Short task
Pull out the rows from the line containing "the player's outstretched" through the line containing "[(115, 131)]", inclusive, and reproduce them verbatim with nothing else.

Supplied material
━━━━━━━━━━━━━━━━━━━━

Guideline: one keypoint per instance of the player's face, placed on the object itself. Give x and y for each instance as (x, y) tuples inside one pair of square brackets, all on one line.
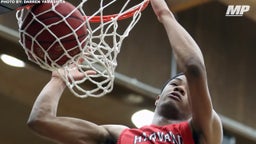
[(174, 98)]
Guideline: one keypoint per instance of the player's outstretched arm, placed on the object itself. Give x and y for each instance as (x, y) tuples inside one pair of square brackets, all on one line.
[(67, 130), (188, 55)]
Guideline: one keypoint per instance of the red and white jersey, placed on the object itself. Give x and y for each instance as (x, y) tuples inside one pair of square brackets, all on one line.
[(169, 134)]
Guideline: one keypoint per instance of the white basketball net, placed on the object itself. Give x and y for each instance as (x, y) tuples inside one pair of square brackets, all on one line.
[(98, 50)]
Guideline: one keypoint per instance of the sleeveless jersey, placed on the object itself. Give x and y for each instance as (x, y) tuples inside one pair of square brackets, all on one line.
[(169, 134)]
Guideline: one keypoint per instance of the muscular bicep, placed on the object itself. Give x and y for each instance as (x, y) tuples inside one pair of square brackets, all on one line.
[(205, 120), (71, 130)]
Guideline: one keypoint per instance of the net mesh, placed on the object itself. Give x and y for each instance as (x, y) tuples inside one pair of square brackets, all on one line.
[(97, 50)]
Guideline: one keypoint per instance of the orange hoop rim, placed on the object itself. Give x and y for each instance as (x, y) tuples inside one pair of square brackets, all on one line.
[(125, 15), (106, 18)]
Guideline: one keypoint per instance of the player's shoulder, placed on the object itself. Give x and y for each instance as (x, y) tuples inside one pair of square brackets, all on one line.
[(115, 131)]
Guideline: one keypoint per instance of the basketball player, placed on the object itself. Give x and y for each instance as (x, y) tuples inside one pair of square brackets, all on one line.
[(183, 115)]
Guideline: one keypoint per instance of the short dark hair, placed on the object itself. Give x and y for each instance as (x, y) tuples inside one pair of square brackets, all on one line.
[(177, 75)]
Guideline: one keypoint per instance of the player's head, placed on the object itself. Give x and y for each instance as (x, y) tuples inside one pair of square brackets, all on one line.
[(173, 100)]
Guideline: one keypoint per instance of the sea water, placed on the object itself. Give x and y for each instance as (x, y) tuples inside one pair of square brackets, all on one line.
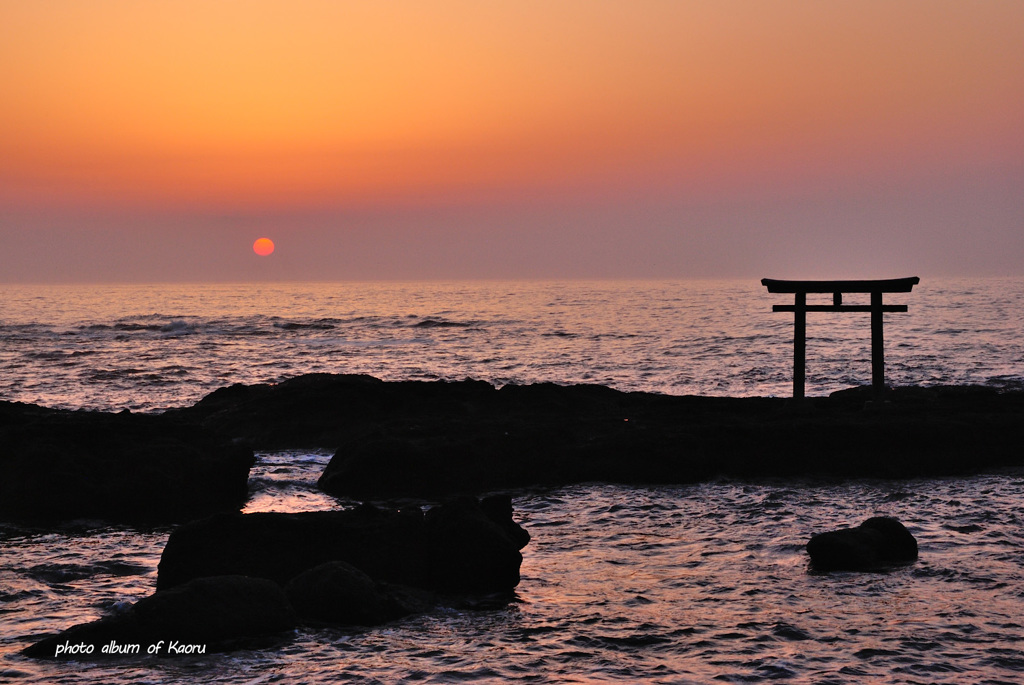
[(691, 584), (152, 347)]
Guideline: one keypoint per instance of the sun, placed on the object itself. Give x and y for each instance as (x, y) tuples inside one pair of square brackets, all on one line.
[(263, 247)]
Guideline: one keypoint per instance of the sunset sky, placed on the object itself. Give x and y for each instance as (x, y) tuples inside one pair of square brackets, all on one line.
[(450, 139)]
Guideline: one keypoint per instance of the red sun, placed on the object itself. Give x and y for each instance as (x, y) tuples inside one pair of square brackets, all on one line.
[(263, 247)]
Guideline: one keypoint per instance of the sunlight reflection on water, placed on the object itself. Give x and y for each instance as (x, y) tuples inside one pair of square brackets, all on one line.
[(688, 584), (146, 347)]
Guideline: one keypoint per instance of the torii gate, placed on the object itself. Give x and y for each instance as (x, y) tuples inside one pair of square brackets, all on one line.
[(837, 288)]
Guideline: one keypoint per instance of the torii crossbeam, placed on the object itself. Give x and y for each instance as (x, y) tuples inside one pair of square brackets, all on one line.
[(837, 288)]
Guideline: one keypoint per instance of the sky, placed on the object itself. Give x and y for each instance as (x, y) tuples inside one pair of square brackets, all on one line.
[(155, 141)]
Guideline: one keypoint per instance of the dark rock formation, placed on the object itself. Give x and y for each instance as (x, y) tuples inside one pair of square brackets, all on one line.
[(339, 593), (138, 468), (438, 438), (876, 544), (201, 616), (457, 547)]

━━━━━━━━━━━━━━━━━━━━

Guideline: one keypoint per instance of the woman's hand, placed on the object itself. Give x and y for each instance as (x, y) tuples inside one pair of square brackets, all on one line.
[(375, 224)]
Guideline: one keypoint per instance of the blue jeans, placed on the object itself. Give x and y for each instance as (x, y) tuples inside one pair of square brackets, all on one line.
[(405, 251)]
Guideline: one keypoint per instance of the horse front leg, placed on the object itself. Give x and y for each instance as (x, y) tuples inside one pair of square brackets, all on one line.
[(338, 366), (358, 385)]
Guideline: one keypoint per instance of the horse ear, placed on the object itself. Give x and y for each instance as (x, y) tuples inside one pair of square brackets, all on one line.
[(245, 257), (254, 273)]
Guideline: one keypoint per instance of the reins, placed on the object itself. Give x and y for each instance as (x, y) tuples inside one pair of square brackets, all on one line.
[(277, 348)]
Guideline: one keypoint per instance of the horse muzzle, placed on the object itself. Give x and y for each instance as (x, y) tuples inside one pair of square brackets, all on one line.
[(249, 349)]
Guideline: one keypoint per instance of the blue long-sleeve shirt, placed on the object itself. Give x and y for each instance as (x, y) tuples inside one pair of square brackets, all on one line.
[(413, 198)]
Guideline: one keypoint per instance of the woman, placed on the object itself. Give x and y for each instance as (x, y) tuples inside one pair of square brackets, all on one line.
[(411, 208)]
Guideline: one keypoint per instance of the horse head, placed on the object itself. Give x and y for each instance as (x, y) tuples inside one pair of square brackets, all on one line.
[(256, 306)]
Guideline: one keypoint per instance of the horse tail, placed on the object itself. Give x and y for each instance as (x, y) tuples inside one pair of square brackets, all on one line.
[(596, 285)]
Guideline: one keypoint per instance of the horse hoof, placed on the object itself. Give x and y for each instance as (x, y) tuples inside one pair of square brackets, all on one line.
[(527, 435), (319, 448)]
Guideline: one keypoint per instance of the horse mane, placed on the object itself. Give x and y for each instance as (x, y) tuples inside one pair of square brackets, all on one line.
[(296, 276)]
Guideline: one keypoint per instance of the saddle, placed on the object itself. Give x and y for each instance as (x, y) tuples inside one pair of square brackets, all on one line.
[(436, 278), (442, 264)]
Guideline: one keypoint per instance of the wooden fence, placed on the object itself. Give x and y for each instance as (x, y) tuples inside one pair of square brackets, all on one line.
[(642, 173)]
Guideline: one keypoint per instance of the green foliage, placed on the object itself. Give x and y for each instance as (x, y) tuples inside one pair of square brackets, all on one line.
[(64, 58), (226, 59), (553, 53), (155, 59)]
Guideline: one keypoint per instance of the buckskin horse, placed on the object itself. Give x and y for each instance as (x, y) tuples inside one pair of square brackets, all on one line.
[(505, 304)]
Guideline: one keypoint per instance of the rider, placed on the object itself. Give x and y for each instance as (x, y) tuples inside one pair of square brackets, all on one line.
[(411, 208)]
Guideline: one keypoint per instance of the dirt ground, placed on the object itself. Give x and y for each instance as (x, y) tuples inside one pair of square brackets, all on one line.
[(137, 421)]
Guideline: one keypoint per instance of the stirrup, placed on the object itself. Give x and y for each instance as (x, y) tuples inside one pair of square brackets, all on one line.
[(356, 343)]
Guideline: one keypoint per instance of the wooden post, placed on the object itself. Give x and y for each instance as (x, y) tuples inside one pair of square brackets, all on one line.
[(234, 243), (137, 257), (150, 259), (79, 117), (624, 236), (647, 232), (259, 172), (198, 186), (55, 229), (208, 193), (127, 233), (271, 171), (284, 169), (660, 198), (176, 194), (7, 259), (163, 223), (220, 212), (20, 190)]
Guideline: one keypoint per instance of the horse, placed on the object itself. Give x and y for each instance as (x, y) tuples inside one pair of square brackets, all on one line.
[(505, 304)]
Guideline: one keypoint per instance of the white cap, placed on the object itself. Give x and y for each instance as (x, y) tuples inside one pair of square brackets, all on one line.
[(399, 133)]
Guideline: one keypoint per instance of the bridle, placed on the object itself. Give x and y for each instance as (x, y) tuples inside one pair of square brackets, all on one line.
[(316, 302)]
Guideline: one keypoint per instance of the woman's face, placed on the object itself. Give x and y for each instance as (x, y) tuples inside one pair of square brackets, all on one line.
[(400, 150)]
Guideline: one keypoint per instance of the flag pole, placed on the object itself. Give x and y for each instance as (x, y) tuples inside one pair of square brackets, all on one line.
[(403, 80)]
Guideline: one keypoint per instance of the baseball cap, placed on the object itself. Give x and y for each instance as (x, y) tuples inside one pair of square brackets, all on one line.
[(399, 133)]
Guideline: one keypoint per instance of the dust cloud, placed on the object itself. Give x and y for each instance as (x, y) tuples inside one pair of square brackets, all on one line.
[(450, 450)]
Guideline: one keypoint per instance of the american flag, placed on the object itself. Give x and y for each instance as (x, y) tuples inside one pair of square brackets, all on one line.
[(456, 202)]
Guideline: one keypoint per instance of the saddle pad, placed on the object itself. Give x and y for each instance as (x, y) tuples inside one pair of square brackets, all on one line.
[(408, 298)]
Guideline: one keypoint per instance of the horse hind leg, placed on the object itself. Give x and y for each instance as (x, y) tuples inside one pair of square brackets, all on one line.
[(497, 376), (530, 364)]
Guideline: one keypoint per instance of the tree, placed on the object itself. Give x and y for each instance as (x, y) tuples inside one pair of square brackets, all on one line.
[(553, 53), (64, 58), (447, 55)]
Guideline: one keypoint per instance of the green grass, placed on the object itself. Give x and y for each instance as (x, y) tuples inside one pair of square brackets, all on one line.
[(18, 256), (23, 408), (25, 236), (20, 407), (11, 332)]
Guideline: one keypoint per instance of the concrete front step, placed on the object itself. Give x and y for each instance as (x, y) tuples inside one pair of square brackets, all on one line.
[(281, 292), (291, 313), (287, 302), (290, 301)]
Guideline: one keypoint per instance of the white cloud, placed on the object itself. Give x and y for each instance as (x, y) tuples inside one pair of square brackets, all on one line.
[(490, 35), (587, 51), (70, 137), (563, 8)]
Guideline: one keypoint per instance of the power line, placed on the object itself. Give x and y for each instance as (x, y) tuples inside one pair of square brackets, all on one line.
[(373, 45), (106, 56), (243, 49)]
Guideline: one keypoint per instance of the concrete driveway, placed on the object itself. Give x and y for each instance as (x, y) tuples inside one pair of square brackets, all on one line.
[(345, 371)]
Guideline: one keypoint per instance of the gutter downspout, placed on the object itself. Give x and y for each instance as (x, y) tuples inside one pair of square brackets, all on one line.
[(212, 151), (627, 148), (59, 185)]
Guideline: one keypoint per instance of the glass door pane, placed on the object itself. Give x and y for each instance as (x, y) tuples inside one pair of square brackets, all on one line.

━━━━━━━━━━━━━━━━━━━━

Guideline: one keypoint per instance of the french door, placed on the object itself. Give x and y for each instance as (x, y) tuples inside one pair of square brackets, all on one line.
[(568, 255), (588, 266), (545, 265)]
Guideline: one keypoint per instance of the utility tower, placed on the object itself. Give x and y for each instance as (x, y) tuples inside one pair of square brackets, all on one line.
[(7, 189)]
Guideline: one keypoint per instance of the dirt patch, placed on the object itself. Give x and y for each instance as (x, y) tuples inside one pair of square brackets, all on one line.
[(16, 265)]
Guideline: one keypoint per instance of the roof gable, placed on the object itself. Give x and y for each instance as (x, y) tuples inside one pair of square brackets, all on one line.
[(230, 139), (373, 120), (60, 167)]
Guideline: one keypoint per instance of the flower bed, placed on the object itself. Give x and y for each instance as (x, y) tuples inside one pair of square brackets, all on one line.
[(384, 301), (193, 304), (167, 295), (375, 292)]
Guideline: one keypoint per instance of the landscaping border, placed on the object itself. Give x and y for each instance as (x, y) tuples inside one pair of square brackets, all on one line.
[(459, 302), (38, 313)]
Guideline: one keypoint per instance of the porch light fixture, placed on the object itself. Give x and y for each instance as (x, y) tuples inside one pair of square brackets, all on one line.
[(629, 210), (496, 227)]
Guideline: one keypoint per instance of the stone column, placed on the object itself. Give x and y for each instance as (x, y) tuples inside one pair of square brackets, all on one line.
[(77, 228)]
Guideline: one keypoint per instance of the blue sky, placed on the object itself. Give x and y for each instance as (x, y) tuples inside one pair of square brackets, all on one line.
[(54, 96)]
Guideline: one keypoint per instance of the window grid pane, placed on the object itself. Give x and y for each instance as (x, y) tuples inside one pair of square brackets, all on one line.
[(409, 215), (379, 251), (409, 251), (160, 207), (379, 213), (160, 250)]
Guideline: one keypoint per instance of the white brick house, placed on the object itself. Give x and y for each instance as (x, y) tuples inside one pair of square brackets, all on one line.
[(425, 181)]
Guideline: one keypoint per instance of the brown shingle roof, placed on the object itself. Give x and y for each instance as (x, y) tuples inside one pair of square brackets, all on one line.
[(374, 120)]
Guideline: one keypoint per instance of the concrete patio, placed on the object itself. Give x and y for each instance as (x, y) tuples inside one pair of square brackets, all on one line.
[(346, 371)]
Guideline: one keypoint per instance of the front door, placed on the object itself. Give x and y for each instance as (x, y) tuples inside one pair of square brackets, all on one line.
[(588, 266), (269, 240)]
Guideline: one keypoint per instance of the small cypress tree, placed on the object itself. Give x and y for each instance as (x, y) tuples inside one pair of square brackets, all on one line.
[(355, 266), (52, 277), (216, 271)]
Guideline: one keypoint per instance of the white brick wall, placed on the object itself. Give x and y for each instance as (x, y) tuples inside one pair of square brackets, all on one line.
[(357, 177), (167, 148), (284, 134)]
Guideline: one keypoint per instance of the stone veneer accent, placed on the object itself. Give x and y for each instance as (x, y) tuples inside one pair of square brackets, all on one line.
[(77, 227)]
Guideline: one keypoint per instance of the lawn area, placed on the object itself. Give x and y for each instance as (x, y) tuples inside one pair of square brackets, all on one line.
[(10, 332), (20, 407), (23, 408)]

━━━━━━━━━━━━━━━━━━━━

Solution to this problem
Guideline: one keypoint per instance of the player's outstretched arm, placed on the object itself. Give x and y for each instance as (x, y) tuples inside one pair of square brackets, all on one line.
[(67, 130), (188, 55)]
Guideline: one keypoint per instance of the red and white jersey, placed on the object itself. Give x and y for each instance as (x, y) tuples inside one pair of square brackets, all on one line.
[(169, 134)]
Guideline: one keypoint per instance of the white basketball net, placed on the object itself. Give x and y for each instance as (x, y) tuples inside one pair of square brackets, all on one line.
[(98, 50)]
Guideline: one keypoint per instance of the sleeveless jersey, placed on the object itself. Give x and y for each instance as (x, y) tuples inside one pair of square brackets, all on one line.
[(169, 134)]
Guideline: one keypoint per instance of the muscular bicep, placed on the object itself. Give x and y for each instance as (x, y) tuples inside one pair of square brackets, all on one line.
[(205, 120), (71, 130)]
Guideline: one keypoint per instance of the net mesh, placed on the object itself. Give x and y for each instance as (x, y) tuples inside one pair of square brackets, all on one line.
[(97, 50)]
Guideline: one keypoint per instance of the orange hoop rim, placed on the object itself. Give x and y for each instance as (x, y) tuples inside one pair of square brackets, all on one line.
[(125, 15), (106, 18)]
Guideline: one keypoint per instance of the player's shoulder, placed on the object itself. Give x and y for each instance as (x, y) tuples inside one pair of square brackets, all on one line.
[(115, 131)]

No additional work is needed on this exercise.